§ Excerto do documento:
╭──

Inteligência artificial e sabedoria do coração: para uma comunicação plenamente humana
Queridos irmãos e irmãs!
A evolução dos sistemas da chamada «inteligência artificial», sobre a qual já me debrucei na recente
Mensagempara o Dia Mundial da Paz, está a modificar de forma radical também a informação e a comunicação e, através delas, algumas bases da convivência civil. Trata-se duma mudança que afeta não só aos profissionais, mas a todos. A rápida difusão de maravilhosas invenções, cujo funcionamento e potencialidades são indecifráveis para a maior parte de nós, suscita um espanto que oscila entre entusiasmo e desorientação e põe-nos inevitavelmente diante de questões fundamentais: O que é então o homem, qual é a sua especificidade e qual será o futuro desta nossa espécie chamada homo sapiens na era das inteligências artificiais? Como podemos permanecer plenamente humanos e orientar para o bem a mudança cultural em curso?
A
partir do coração
Antes
de mais nada, convém limpar o terreno das leituras catastróficas e dos seus
efeitos paralisadores. Já há um século Romano Guardini, refletindo sobre a
técnica e o homem, convidava a não se inveterar contra o «novo» na tentativa de
«conservar um mundo belo condenado a desaparecer». Ao mesmo tempo, porém, com
veemência profética advertia: «O nosso posto é no devir. Devemos inserir-nos
nele, cada um no seu lugar (...), aderindo honestamente, mas permanecendo
sensíveis, com um coração incorruptível, a tudo o que nele houver de destrutivo
e não-humano». E concluía: «Trata- se – é verdade – de problemas de natureza
técnica, científica e política; mas só podem ser resolvidos passando pelo
homem. Deve-se formar um novo tipo humano, dotado duma espiritualidade mais
profunda, duma nova liberdade e duma nova interioridade». [1]
Neste
tempo que corre o risco de ser rico em técnica e pobre em humanidade, a nossa
reflexão só pode partir do coração humano. [2] Somente dotando-nos dum olhar
espiritual, apenas recuperando uma sabedoria do coração é que poderemos ler e
interpretar a novidade do nosso tempo e descobrir o caminho para uma
comunicação plenamente humana. O coração, entendido biblicamente como sede da
liberdade e das decisões mais importantes da vida, é símbolo de integridade e
de unidade, mas evoca também os afetos, os desejos, os sonhos, e sobretudo é o
lugar interior do encontro com Deus. Por isso a sabedoria do coração é a
virtude que nos permite combinar o todo com as partes, as decisões com as suas
consequências, as grandezas com as fragilidades, o passado com o futuro, o eu
com o nós.

╰──

§ Tarefa escrita 1: Transcreva do texto sobre inteligência artificial e sabedoria do coração o trecho que começa em "A evolução dos" e vai até "cultural em curso?", inclusive.
§ Tarefa escrita 2: No texto sobre inteligência artificial e sabedoria do coração, reescreva de forma mais breve o parágrafo que começa por "Neste tempo que corre o risco", mantendo os factos principais.
§ Tarefa escrita 3: Prossiga o texto sobre inteligência artificial e sabedoria do coração a partir do ponto em que termina.

[Rótulos de pontos de objetos]
╭──

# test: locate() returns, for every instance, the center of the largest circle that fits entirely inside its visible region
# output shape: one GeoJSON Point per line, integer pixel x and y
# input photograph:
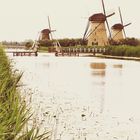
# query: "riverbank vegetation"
{"type": "Point", "coordinates": [14, 113]}
{"type": "Point", "coordinates": [129, 51]}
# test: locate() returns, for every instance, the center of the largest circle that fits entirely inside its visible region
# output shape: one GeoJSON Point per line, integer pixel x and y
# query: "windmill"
{"type": "Point", "coordinates": [97, 34]}
{"type": "Point", "coordinates": [119, 29]}
{"type": "Point", "coordinates": [46, 34]}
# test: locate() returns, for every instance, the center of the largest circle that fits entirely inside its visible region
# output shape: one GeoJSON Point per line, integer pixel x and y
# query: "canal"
{"type": "Point", "coordinates": [83, 98]}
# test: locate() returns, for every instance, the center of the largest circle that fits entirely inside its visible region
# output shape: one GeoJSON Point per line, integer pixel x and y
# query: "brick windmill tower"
{"type": "Point", "coordinates": [118, 30]}
{"type": "Point", "coordinates": [95, 32]}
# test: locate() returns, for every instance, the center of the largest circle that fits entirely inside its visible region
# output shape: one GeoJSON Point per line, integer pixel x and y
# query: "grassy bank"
{"type": "Point", "coordinates": [128, 51]}
{"type": "Point", "coordinates": [14, 114]}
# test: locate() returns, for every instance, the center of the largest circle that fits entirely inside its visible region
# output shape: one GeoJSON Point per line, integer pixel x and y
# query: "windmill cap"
{"type": "Point", "coordinates": [118, 26]}
{"type": "Point", "coordinates": [47, 31]}
{"type": "Point", "coordinates": [100, 17]}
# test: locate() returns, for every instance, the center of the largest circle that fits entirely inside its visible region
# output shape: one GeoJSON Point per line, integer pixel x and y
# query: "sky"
{"type": "Point", "coordinates": [24, 19]}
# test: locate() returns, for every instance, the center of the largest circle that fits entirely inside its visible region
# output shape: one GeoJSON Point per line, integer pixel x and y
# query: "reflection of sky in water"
{"type": "Point", "coordinates": [105, 91]}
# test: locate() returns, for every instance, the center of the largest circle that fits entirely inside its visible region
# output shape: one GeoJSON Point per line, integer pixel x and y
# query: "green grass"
{"type": "Point", "coordinates": [129, 51]}
{"type": "Point", "coordinates": [14, 113]}
{"type": "Point", "coordinates": [43, 49]}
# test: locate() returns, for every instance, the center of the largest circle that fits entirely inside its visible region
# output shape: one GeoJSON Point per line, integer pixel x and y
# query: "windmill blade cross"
{"type": "Point", "coordinates": [106, 19]}
{"type": "Point", "coordinates": [103, 7]}
{"type": "Point", "coordinates": [127, 24]}
{"type": "Point", "coordinates": [87, 27]}
{"type": "Point", "coordinates": [120, 16]}
{"type": "Point", "coordinates": [124, 32]}
{"type": "Point", "coordinates": [93, 30]}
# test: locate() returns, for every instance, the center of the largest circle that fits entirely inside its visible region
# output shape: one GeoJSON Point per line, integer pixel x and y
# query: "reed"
{"type": "Point", "coordinates": [14, 113]}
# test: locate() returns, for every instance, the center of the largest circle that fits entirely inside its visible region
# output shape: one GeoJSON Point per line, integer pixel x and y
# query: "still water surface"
{"type": "Point", "coordinates": [83, 98]}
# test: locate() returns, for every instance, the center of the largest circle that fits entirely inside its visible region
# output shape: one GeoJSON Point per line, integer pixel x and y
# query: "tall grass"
{"type": "Point", "coordinates": [129, 51]}
{"type": "Point", "coordinates": [14, 113]}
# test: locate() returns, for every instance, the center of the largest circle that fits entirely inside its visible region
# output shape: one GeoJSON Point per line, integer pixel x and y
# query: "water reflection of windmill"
{"type": "Point", "coordinates": [97, 34]}
{"type": "Point", "coordinates": [119, 29]}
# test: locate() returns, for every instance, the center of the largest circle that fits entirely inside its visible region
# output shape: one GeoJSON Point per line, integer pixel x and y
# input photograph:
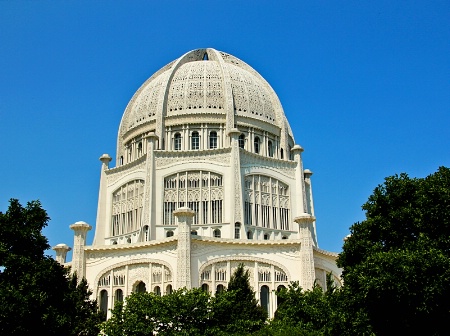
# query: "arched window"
{"type": "Point", "coordinates": [264, 295]}
{"type": "Point", "coordinates": [177, 141]}
{"type": "Point", "coordinates": [256, 145]}
{"type": "Point", "coordinates": [157, 291]}
{"type": "Point", "coordinates": [220, 289]}
{"type": "Point", "coordinates": [213, 140]}
{"type": "Point", "coordinates": [118, 296]}
{"type": "Point", "coordinates": [270, 148]}
{"type": "Point", "coordinates": [279, 299]}
{"type": "Point", "coordinates": [104, 302]}
{"type": "Point", "coordinates": [140, 287]}
{"type": "Point", "coordinates": [146, 231]}
{"type": "Point", "coordinates": [195, 140]}
{"type": "Point", "coordinates": [217, 233]}
{"type": "Point", "coordinates": [237, 230]}
{"type": "Point", "coordinates": [242, 141]}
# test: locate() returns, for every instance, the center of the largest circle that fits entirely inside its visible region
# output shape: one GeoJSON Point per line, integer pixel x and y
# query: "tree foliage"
{"type": "Point", "coordinates": [190, 312]}
{"type": "Point", "coordinates": [236, 310]}
{"type": "Point", "coordinates": [397, 261]}
{"type": "Point", "coordinates": [38, 294]}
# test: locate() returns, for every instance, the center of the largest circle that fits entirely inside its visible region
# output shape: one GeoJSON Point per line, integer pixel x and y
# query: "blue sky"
{"type": "Point", "coordinates": [364, 84]}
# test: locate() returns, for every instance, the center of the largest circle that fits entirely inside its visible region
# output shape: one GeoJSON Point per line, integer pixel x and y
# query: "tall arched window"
{"type": "Point", "coordinates": [126, 208]}
{"type": "Point", "coordinates": [270, 148]}
{"type": "Point", "coordinates": [217, 233]}
{"type": "Point", "coordinates": [201, 191]}
{"type": "Point", "coordinates": [177, 141]}
{"type": "Point", "coordinates": [264, 295]}
{"type": "Point", "coordinates": [242, 141]}
{"type": "Point", "coordinates": [140, 287]}
{"type": "Point", "coordinates": [213, 140]}
{"type": "Point", "coordinates": [266, 202]}
{"type": "Point", "coordinates": [237, 230]}
{"type": "Point", "coordinates": [256, 145]}
{"type": "Point", "coordinates": [118, 296]}
{"type": "Point", "coordinates": [104, 301]}
{"type": "Point", "coordinates": [220, 289]}
{"type": "Point", "coordinates": [195, 140]}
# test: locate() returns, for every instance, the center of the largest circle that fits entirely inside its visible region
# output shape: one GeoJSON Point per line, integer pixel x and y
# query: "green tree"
{"type": "Point", "coordinates": [396, 263]}
{"type": "Point", "coordinates": [236, 310]}
{"type": "Point", "coordinates": [183, 312]}
{"type": "Point", "coordinates": [38, 294]}
{"type": "Point", "coordinates": [310, 312]}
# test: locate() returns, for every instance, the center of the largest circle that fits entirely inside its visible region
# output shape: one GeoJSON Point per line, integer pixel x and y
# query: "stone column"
{"type": "Point", "coordinates": [236, 184]}
{"type": "Point", "coordinates": [184, 217]}
{"type": "Point", "coordinates": [102, 223]}
{"type": "Point", "coordinates": [148, 208]}
{"type": "Point", "coordinates": [79, 241]}
{"type": "Point", "coordinates": [61, 252]}
{"type": "Point", "coordinates": [305, 224]}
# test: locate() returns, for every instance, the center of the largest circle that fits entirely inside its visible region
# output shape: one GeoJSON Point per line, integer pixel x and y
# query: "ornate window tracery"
{"type": "Point", "coordinates": [201, 191]}
{"type": "Point", "coordinates": [127, 203]}
{"type": "Point", "coordinates": [266, 202]}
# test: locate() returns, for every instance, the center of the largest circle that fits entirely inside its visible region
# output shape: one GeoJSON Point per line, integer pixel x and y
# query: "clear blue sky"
{"type": "Point", "coordinates": [364, 84]}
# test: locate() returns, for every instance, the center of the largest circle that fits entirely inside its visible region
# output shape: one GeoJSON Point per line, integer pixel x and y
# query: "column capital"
{"type": "Point", "coordinates": [80, 227]}
{"type": "Point", "coordinates": [304, 218]}
{"type": "Point", "coordinates": [184, 211]}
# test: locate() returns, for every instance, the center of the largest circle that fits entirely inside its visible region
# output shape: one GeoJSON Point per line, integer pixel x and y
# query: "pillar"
{"type": "Point", "coordinates": [305, 224]}
{"type": "Point", "coordinates": [79, 241]}
{"type": "Point", "coordinates": [61, 252]}
{"type": "Point", "coordinates": [184, 217]}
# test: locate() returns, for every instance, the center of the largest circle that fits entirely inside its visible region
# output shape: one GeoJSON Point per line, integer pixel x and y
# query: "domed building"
{"type": "Point", "coordinates": [207, 176]}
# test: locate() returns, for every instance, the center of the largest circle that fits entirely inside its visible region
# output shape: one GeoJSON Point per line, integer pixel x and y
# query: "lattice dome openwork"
{"type": "Point", "coordinates": [203, 82]}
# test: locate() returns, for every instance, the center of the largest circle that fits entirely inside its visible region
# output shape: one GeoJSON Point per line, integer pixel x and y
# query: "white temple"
{"type": "Point", "coordinates": [207, 176]}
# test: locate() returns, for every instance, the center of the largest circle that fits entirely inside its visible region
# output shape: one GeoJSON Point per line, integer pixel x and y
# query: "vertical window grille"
{"type": "Point", "coordinates": [237, 230]}
{"type": "Point", "coordinates": [270, 148]}
{"type": "Point", "coordinates": [201, 191]}
{"type": "Point", "coordinates": [213, 140]}
{"type": "Point", "coordinates": [195, 140]}
{"type": "Point", "coordinates": [256, 144]}
{"type": "Point", "coordinates": [177, 141]}
{"type": "Point", "coordinates": [127, 202]}
{"type": "Point", "coordinates": [242, 141]}
{"type": "Point", "coordinates": [266, 202]}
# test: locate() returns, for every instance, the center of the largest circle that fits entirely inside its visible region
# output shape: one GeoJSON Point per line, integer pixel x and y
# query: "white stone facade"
{"type": "Point", "coordinates": [207, 176]}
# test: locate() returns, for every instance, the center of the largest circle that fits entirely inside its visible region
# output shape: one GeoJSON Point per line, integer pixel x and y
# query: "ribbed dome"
{"type": "Point", "coordinates": [203, 82]}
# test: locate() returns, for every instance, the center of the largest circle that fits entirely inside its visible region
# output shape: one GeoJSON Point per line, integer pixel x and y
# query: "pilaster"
{"type": "Point", "coordinates": [305, 225]}
{"type": "Point", "coordinates": [236, 183]}
{"type": "Point", "coordinates": [61, 252]}
{"type": "Point", "coordinates": [184, 217]}
{"type": "Point", "coordinates": [79, 242]}
{"type": "Point", "coordinates": [149, 197]}
{"type": "Point", "coordinates": [102, 198]}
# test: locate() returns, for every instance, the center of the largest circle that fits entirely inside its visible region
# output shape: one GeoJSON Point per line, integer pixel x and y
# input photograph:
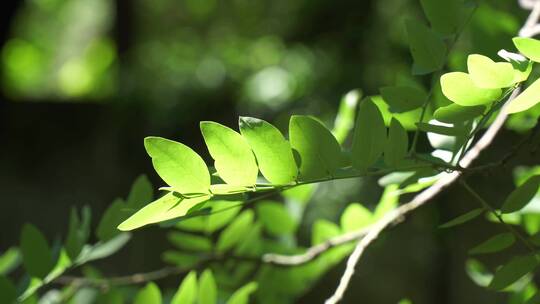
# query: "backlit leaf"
{"type": "Point", "coordinates": [178, 165]}
{"type": "Point", "coordinates": [459, 88]}
{"type": "Point", "coordinates": [273, 152]}
{"type": "Point", "coordinates": [318, 150]}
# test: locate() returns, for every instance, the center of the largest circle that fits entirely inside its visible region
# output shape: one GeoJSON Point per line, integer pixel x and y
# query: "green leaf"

╰──

§ Resposta final 1:
A evolução dos sistemas da chamada «inteligência artificial», sobre a qual já me debrucei na recente
Mensagempara o Dia Mundial da Paz, está a modificar de forma radical também a informação e a comunicação e, através delas, algumas bases da convivência civil. Trata-se duma mudança que afeta não só aos profissionais, mas a todos. A rápida difusão de maravilhosas invenções, cujo funcionamento e potencialidades são indecifráveis para a maior parte de nós, suscita um espanto que oscila entre entusiasmo e desorientação e põe-nos inevitavelmente diante de questões fundamentais: O que é então o homem, qual é a sua especificidade e qual será o futuro desta nossa espécie chamada homo sapiens na era das inteligências artificiais? Como podemos permanecer plenamente humanos e orientar para o bem a mudança cultural em curso?

§ Resposta final 2: Num tempo que arrisca ser rico em técnica e pobre em humanidade, a reflexão só pode partir do coração humano. Só com um olhar espiritual e recuperando a sabedoria do coração se poderá interpretar a novidade do nosso tempo e encontrar o caminho para uma comunicação plenamente humana. Biblicamente, o coração é a sede da liberdade e das decisões mais importantes da vida e símbolo de integridade e unidade. Evoca também afetos, desejos e sonhos e é sobretudo o lugar interior do encontro com Deus. Por isso, a sabedoria do coração permite combinar o todo com as partes, as decisões com as suas consequências, as grandezas com as fragilidades, o passado com o futuro e o eu com o nós.

§ Resposta final 3:
Esta
sabedoria do coração deixa-se encontrar por quem a busca e deixa-se ver a quem
a ama; antecipa-se a quem a deseja e vai à procura de quem é digno dela
(cf. Sab 6, 12-16). Está com quem aceita conselho (cf. Pr 13,
10), com quem tem um coração dócil, um coração que escuta (cf. 1 Re 3,
9). É um dom do Espírito Santo, que permite ver as coisas com os olhos de Deus,
compreender as interligações, as situações, os acontecimentos e descobrir o seu
sentido. Sem esta sabedoria, a existência torna-se insípida, pois é
precisamente a sabedoria que dá gosto à vida: a sua raiz latina sapere associa-a
ao sabor.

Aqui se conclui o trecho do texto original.